━━━━━ Data excerpts

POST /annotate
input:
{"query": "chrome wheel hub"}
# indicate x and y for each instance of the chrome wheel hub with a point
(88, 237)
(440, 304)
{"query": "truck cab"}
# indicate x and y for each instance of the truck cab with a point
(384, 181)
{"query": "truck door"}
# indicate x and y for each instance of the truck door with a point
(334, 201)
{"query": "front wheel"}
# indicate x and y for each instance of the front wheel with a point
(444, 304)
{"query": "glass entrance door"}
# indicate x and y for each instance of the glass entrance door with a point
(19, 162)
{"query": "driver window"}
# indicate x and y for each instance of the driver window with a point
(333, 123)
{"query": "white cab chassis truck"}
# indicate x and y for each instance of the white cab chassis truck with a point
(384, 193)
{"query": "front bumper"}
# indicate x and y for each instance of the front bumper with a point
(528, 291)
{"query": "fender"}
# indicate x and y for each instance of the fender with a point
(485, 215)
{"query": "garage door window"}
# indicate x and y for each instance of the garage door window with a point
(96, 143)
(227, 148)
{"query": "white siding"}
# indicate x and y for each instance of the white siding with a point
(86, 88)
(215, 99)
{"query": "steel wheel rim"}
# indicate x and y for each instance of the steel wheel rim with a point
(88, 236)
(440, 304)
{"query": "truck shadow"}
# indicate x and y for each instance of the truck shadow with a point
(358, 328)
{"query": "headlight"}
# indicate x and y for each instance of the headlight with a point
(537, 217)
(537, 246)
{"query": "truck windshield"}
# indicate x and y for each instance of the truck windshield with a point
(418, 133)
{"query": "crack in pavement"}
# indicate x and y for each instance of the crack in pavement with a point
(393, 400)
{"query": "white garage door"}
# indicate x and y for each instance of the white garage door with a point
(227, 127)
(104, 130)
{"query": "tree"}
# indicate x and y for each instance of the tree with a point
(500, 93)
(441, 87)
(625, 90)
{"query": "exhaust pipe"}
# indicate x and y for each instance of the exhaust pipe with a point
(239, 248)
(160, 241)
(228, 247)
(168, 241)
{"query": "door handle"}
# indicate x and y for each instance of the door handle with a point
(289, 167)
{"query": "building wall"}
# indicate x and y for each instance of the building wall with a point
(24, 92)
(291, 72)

━━━━━━━━━━

*Work order*
Could the entire listing be repeated exactly as written?

*Solution to the problem*
POST /annotate
input:
{"query": "chrome wheel hub"}
# indicate x and y for each instance of the chrome wheel hub with a point
(88, 237)
(440, 304)
{"query": "truck cab"}
# indicate x and y for each instance of the truck cab with a point
(384, 181)
{"query": "truck door"}
# indicate x and y for each instance of the truck door with a point
(334, 201)
{"query": "front wheel"}
# indicate x and y for each instance of the front wheel with a point
(444, 304)
{"query": "glass entrance door"}
# indicate x and y for each instance of the glass entrance door with a point
(19, 162)
{"query": "driver window"}
# indicate x and y for each instance of the driver window with a point
(333, 123)
{"query": "white cab chassis truck"}
# indicate x and y for each instance of the white cab chassis truck with a point
(384, 193)
{"query": "front bumper"}
# indicate x and y for each instance of the front bumper with a point
(528, 291)
{"query": "fender"}
# indicate x and y for each instance of the fender with a point
(485, 215)
{"query": "garage door window"}
# indicate x and y for each instance of the garage door window with a point
(96, 143)
(227, 148)
{"query": "white siding"}
# indicate x and y for each instance of the white siding with a point
(86, 88)
(215, 99)
{"query": "steel wheel rim"}
# indicate x and y for each instance of the steel wheel rim with a point
(88, 236)
(440, 304)
{"query": "truck shadow"}
# indicate x and y for each instance of the truck shadow with a point
(358, 328)
{"query": "headlight"}
# indicate x and y for each instance of the headlight with a point
(537, 217)
(537, 246)
{"query": "truck windshield"}
# indicate x and y for each instance of the truck windshield with a point
(418, 133)
{"query": "crack in pavement"}
# indicate x and y for each instance of the crack in pavement with a point
(393, 400)
{"query": "white garage door"}
# indicate x and y for each instance of the white garage door with a point
(227, 127)
(104, 130)
{"query": "tree"}
# indicate x and y for each instance of the tree with a point
(500, 93)
(441, 87)
(625, 90)
{"query": "exhaust pipe"}
# indicate x and y for each instance of the exhaust pipe with a point
(239, 248)
(160, 241)
(228, 247)
(168, 241)
{"query": "door handle"}
# indicate x and y for each instance of the door handle with a point
(289, 167)
{"query": "building wall"}
# indicate x and y for each instance of the building wall with a point
(24, 92)
(291, 72)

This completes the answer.